- GIVEN PROBLEM A
In the forum thread, which detail of the Dogfish Head jersey does severine say she likes?

- SOURCE PASSAGE
# Beer cycling jersey?



## BigJay (May 26, 2009)

I've been to a bunch of company website and was amazed at how many micro-brewries are offering cycling jersey...

Do you own one? If you could get any jersey made out, for which beer would it be?

For me, Dogfish Head as a pretty nice jersey! It's very retro... looks like a kitchen wall from the 60s... I'm surprised that Harpoon doesn't have nice cycling jerseys (IMO)... they have 2 models available... but they don't stand out...

A nice Sierra Nevada jersey would have been killier... but the one they have is pretty "standard" for my tastes... Great Divide (CO) as a cool one... but a tad too standard...

So what are your findings? Which beer cycling socks rules?


----------



## riverc0il (May 26, 2009)

Well, now I know why so many multi-tools for cycles have a bottle opener included.


----------



## severine (May 26, 2009)

Like the graphical bottles in the back pocket of the Dogfish Head jersey. :beer:

I don't wear cycling jerseys. I imagine people prefer it that way.  But if I could pick any, I bet Magic Hat would have something that's pretty rad.

- Image location labeling rows
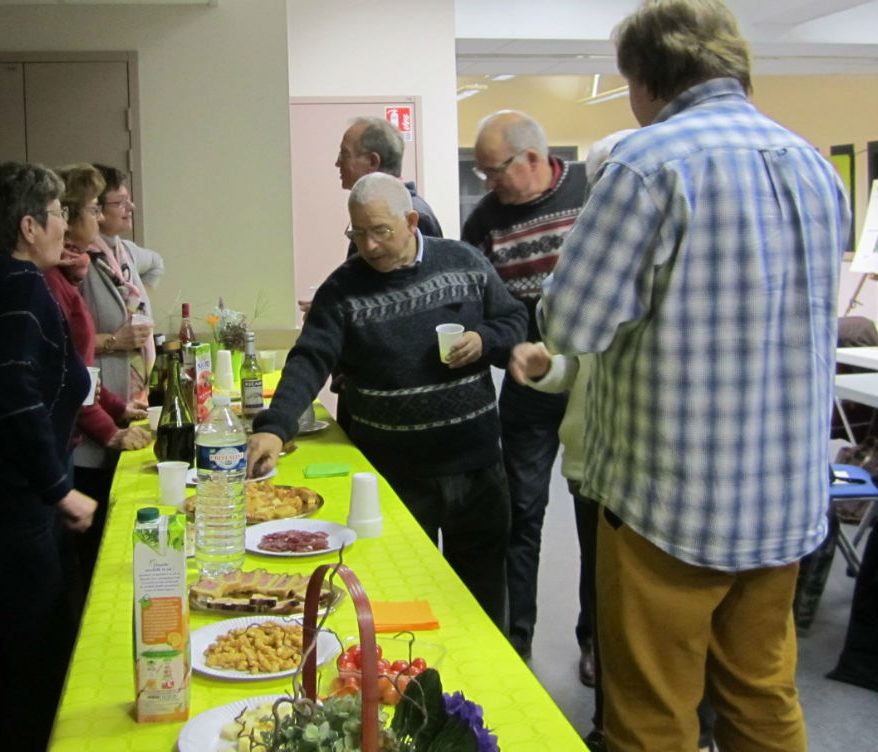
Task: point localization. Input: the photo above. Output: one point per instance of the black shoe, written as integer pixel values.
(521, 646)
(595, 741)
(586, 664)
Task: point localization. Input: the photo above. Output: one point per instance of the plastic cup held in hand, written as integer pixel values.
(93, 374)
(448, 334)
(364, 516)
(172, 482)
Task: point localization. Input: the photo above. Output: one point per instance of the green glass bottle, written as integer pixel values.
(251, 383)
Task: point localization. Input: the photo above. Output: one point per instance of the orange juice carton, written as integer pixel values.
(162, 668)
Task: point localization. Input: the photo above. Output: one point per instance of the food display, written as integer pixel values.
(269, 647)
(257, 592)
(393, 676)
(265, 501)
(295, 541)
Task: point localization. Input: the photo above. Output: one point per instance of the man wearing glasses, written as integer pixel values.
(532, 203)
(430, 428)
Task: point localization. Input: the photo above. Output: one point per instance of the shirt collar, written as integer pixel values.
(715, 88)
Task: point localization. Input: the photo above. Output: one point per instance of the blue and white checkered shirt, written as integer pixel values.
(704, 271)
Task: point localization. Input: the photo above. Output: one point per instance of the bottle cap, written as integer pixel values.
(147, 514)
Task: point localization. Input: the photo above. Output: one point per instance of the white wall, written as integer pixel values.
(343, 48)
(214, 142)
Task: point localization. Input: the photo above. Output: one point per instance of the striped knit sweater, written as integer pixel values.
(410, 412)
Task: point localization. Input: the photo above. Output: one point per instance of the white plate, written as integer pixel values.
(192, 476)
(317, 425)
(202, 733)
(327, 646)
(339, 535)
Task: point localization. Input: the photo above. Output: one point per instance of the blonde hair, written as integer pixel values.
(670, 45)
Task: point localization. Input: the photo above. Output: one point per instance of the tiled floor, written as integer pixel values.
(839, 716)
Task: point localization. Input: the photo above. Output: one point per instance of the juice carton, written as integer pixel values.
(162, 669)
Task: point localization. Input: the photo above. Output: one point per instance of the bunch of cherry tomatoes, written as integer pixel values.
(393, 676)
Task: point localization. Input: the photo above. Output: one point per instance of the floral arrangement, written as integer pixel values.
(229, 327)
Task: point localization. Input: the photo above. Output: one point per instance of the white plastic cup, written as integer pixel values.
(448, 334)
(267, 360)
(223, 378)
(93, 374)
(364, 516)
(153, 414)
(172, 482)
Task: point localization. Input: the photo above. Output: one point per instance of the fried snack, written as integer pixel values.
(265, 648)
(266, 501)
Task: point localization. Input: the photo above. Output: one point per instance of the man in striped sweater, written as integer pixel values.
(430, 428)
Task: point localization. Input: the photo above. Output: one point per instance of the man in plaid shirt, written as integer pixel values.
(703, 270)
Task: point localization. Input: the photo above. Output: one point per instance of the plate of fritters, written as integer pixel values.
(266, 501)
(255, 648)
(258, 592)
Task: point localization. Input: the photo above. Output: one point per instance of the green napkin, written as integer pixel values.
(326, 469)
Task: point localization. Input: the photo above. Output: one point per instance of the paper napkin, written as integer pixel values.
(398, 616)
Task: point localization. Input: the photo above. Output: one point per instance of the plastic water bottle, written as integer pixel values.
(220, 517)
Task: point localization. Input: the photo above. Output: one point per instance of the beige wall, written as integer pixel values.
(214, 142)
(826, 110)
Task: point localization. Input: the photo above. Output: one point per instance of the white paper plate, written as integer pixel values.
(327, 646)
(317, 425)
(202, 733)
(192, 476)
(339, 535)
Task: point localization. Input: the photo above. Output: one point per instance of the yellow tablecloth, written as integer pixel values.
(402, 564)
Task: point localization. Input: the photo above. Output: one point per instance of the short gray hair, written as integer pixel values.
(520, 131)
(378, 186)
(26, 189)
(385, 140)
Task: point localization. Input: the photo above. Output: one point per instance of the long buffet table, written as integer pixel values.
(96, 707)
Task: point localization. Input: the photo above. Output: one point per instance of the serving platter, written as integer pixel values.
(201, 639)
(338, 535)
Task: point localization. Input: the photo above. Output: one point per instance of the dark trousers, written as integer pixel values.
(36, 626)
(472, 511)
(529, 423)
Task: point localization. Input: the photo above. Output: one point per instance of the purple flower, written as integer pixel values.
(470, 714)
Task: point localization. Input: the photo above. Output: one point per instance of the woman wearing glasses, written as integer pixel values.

- GIVEN PROBLEM B
Pick out every line of the rows above that contains the string "wall", matching case exactly.

- FULL SOLUTION A
The graphical bottles in the back pocket.

- FULL SOLUTION B
Task: point localization. Input: the photo above. Output: one point per instance of the white wall, written as integer pixel values.
Task: point localization. Input: the photo above. Output: one point per instance of the beige wall, written as integer pixel values.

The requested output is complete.